▶ **ACTIVITY A**
Name every person the Richard Holbrooke piece identifies as a visitor to George Washington University Hospital on Sunday.
▶ **ACTIVITY B**
Write the next part of the piece on Richard Holbrooke, picking up after its final sentence.

▶ **SUPPLIED TEXT**
The glittering star who never achieved his dream to be secretary of state.
Zona Sur
- 2010-12-15
“He is simply one of the giants of American foreign policy,” President Obama said of Richard Holbrooke on Monday. Obama spoke in the present tense, but it was clear by then that Holbrooke was dying. It was an elegant presidential tribute to a man who had been a presence in American foreign policy for half a century. It was, nevertheless, an overstatement. Eulogies aside, Holbrooke died a disappointed man. He was, arguably, the last casualty of Vietnam.
The procession of visitors to George Washington University Hospital on Sunday showed the esteem Holbrooke enjoyed. Vice President Joe Biden, Secretary of State Hillary Clinton, and Gen. James Jones, Obama’s first national-security adviser, were in a queue of people arriving to pay what all knew would be their last respects. Holbrooke had been rushed to hospital on Friday after collapsing during a meeting with Clinton. He barely survived a 21-hour operation to repair the catastrophically torn aorta in his heart. But a follow-up operation on Sunday to repair consequential damage was a last, desperate effort, and his visitors knew it.
Holbrooke’s position in the American foreign-policy establishment was a unique one—admired but never trusted with one of the top jobs. He died at 69 having failed to achieve his great ambition, which was to be secretary of state. His last assignment—as Obama’s special representative for Afghanistan and Pakistan—was one long frustration. He was accomplishing nothing; he knew it, and he saw the military persuading Obama to edge deeper into what he had come to see as another unwinnable war, like Vietnam. Stunned colleagues wonder whether that frustration was a factor in his death. Holbrooke had been complaining for weeks how tired he felt—a deeply uncharacteristic admission by a man celebrated for his manic energy. His aorta had apparently been leaking for some time. Colleagues wonder whether the blood pressure of a deeply frustrated man may have contributed to the tear.

▶ **RECORDS SUPPLIED**
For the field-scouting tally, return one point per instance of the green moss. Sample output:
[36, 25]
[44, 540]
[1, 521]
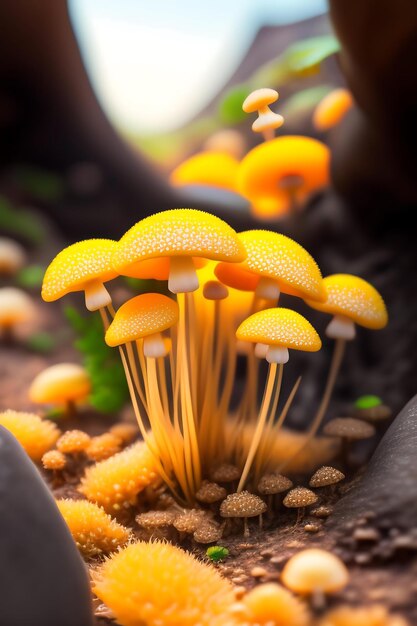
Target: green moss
[368, 402]
[109, 387]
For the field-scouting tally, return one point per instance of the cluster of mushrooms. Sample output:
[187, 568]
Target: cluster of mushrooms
[180, 351]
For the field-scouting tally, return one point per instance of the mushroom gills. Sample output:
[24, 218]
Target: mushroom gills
[341, 327]
[182, 275]
[154, 346]
[96, 296]
[277, 354]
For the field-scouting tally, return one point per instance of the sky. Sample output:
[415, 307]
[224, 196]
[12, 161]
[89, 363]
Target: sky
[155, 63]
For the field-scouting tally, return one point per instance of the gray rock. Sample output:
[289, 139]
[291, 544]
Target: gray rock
[388, 488]
[43, 580]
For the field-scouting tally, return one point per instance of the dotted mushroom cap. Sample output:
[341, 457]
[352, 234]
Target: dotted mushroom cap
[243, 504]
[210, 492]
[326, 475]
[299, 497]
[263, 169]
[177, 232]
[225, 473]
[60, 383]
[332, 108]
[315, 570]
[272, 255]
[280, 327]
[354, 298]
[156, 519]
[215, 169]
[349, 427]
[76, 265]
[274, 483]
[142, 316]
[259, 99]
[15, 306]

▶ **TASK RESPONSE A**
Vice President Joe Biden, Secretary of State Hillary Clinton, and Gen. James Jones

▶ **TASK RESPONSE B**
Despite what everyone acknowledged was his brilliance, Holbrooke left no enduring mark on American foreign policy—no encompassing vision of U.S. foreign policy in the 21st century, as George Kennan laid out for the Cold War. He had one triumph to his credit: the 1995 Dayton accords that brought peace after the bloody 10-year war among the fragments of Yugoslavia. Belated U.S. military intervention in the Balkans had ensured a military standoff with the boundaries of the warring statelets largely intact. The task at Dayton was to persuade the Serbs and Bosnian Serbs to accept this. Holbrooke, having more or less imprisoned the delegations on the U.S. airbase at Dayton, Ohio, cudgeled them into grudging submission. Ironically, it was a success that owed much to the quality that made Holbrooke’s reputation in the foreign service so ambiguous: what his many admirers saw as his forcefulness, his equally numerous critics saw as bullying bullheadedness.
Nuance never was Holbrooke’s style. His attitude had its roots in his indelible experiences in Vietnam. He went there as a 22-year-old in 1963, and was there for three years, first out in the Mekong Delta among the population, then in Saigon on the staff of successive U.S. ambassadors. He shared an office with a remarkable group: Les Aspin, later a congressman, and finally Bill Clinton’s defense secretary; Anthony Lake, later Clinton’s national-security adviser; and Leslie Gelb, later a distinguished journalist at The New York Times and now president emeritus of the Council on Foreign Relations. Aspin would recall years later that, although they had all been called up for military service, they pointedly wore civilian clothes. They constituted, Aspin would say, “the in-house dissidents.” According to Aspin, they all believed the war was unwinnable, and they scorned the military’s argument that “if you just give us more troops and more time,” victory would be attainable.